§ **Assigned task**
Read through the records. Copy each line that has the word "every".

§ **The data**
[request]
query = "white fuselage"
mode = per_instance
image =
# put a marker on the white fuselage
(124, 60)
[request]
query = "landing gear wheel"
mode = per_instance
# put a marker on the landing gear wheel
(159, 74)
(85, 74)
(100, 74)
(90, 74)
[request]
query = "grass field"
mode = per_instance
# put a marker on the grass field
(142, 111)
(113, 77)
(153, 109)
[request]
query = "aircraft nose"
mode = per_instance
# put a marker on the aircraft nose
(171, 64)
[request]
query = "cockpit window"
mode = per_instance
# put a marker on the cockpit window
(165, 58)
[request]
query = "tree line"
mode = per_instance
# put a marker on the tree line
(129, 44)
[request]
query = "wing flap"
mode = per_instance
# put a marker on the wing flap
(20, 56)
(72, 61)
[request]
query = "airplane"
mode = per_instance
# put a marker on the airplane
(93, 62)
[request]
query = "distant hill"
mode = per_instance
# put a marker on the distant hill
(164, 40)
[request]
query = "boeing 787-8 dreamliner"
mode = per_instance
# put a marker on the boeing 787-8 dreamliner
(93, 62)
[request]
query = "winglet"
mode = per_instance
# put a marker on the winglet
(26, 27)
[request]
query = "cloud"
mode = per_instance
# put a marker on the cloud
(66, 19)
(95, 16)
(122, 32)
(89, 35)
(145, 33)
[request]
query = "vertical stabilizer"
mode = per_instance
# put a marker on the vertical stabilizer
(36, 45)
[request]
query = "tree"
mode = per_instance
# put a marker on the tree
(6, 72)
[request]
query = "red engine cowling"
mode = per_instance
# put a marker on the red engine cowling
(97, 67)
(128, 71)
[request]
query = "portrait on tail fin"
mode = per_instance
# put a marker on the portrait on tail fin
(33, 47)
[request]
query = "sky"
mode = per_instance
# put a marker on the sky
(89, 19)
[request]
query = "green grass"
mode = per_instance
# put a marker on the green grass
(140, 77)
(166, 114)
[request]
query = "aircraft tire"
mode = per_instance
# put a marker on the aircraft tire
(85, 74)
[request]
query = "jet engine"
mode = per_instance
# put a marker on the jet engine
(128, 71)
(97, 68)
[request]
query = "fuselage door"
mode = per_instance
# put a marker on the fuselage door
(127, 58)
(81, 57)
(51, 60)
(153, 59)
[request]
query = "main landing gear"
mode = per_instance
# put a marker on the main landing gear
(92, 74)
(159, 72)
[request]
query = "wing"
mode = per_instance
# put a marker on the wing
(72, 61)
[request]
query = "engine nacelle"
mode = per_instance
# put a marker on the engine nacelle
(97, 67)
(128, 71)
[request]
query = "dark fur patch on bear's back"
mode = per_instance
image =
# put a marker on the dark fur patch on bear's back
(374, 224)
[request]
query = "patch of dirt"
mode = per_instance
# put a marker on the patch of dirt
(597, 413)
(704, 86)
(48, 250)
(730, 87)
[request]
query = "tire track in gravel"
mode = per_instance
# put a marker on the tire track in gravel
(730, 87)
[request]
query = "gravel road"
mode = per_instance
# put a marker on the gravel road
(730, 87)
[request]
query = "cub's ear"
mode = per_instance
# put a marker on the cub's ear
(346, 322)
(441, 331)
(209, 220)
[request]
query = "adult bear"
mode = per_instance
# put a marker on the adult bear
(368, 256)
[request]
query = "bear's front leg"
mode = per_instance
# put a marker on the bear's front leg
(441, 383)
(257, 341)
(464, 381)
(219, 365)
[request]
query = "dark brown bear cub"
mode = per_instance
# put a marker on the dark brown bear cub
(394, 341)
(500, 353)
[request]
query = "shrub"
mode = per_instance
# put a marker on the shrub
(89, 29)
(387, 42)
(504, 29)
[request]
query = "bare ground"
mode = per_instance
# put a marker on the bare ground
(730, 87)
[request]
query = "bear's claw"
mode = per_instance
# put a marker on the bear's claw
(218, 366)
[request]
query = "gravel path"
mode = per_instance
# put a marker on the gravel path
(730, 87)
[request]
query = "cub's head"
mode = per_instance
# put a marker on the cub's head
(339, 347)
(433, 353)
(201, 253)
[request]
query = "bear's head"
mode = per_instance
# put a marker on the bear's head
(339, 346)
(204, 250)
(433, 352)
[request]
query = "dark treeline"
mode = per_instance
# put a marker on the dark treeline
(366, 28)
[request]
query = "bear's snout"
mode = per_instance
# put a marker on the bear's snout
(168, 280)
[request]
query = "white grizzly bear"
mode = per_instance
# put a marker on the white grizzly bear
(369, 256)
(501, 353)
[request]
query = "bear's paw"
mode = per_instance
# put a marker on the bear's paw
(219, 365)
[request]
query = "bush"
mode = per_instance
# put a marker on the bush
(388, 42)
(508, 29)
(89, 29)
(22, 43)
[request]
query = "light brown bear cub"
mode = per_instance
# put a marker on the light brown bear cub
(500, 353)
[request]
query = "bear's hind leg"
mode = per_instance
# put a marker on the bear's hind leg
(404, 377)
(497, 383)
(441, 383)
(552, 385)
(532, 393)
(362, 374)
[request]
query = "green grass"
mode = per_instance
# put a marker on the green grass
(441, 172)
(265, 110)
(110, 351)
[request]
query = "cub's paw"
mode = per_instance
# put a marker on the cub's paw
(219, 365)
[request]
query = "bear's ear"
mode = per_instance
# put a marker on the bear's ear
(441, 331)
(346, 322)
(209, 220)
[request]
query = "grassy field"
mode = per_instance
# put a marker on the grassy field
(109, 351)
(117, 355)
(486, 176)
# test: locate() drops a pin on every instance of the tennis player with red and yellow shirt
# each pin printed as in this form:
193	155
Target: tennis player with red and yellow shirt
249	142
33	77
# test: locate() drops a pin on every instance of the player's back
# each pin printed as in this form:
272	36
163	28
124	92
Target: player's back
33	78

§ **Written solution**
# test: locate() drops a pin on every instance of the tennis player with red and yellow shirt
# test: locate() drops a pin on every instance of the player's back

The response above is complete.